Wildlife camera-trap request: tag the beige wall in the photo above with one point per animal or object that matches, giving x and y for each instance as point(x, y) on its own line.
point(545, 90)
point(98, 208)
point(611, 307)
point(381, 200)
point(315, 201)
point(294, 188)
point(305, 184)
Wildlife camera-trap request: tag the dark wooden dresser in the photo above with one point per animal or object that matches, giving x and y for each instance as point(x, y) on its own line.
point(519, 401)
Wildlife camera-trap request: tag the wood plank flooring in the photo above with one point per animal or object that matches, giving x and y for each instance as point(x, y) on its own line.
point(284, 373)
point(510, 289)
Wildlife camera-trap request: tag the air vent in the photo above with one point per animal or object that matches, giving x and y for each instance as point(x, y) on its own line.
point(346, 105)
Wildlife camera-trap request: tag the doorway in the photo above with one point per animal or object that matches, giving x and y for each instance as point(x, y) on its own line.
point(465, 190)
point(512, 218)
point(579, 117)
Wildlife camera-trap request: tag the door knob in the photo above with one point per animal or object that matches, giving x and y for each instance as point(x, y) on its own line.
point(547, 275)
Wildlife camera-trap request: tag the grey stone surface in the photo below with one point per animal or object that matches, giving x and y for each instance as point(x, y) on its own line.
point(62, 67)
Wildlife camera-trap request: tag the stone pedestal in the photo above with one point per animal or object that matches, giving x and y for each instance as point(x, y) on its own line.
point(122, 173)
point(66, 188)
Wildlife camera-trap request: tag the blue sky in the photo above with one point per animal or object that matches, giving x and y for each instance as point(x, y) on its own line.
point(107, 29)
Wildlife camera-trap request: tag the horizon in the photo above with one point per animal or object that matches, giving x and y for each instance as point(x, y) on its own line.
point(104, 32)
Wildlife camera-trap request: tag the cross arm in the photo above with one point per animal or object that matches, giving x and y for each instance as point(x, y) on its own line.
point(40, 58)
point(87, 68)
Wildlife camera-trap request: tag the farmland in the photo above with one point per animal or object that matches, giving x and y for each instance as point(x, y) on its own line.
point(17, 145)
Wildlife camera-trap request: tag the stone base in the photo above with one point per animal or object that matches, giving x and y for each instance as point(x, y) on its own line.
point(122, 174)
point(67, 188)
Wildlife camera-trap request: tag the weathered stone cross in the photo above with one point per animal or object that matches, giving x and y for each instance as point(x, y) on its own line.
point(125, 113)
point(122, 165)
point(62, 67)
----------
_Objective_
Output the data above exactly, please, line for line.

_Response_
Wildlife camera-trap request: tag the beige wall in the photo above with one point per animal or object that matches, giving x and y for each instance as point(x, y) on its own line.
point(545, 90)
point(98, 208)
point(611, 307)
point(381, 200)
point(315, 201)
point(294, 188)
point(305, 184)
Wildlife camera-trap request: tag the dark wooden dresser in the photo above with one point per animal or object that matches, giving x and y for each instance as point(x, y) on its own line.
point(519, 401)
Wildlife camera-trap request: tag the wood plank flooring in the photo above with one point per animal or object that matches, giving x and y for each instance as point(x, y) on its own line.
point(284, 373)
point(510, 289)
Wildlife camera-trap request: tag the air vent in the photo above with one point per animal or object that matches, giving x and y for each instance as point(x, y) on its own line.
point(346, 105)
Wildlife camera-trap request: tag the doorway in the photo above with one point per animal or object that matches, giving x and y for each instance as point(x, y) on its own line.
point(465, 190)
point(512, 218)
point(579, 117)
Wildlife camera-trap request: tag the door knob in the photo above with one point per animal or object that matches, giving x and y for each instance as point(x, y) on its own line.
point(547, 275)
Wildlife camera-trap request: tag the grey stone surface in the photo below with one point per animal or object that matches, giving x and y for each instance as point(x, y) on its own line.
point(62, 67)
Wildlife camera-trap request: tag the stone pedestal in the photo above with one point per animal or object that matches, giving x and y for each instance as point(x, y) on its own line.
point(122, 173)
point(66, 188)
Wildlife camera-trap request: tag the blue sky in the photo above with one point per animal or object that matches, giving x and y for each instance as point(x, y) on its own line.
point(107, 29)
Wildlife camera-trap request: tag the horizon in the photo above with one point per animal or object that matches, giving x and y for each instance as point(x, y) on its own line.
point(104, 32)
Wildlife camera-trap request: tag the cross arm in the photo above with one point per animal or object that matches, giving x and y for each instance as point(x, y) on its own line.
point(40, 58)
point(87, 68)
Wildlife camera-trap request: tag the farmland in the photo above with one point per animal or object that matches, giving x and y for each instance as point(x, y) on its own line.
point(17, 145)
Wildlife camera-trap request: tag the stone base in the photo above with one point per animal or object that matches, giving x and y for each instance as point(x, y) on its own line.
point(122, 174)
point(67, 188)
Wildlife camera-trap request: tag the weathered stone cross in the photo above with one point per animal or object that matches, giving x and y for each instance as point(x, y) on its own line.
point(125, 113)
point(122, 165)
point(62, 67)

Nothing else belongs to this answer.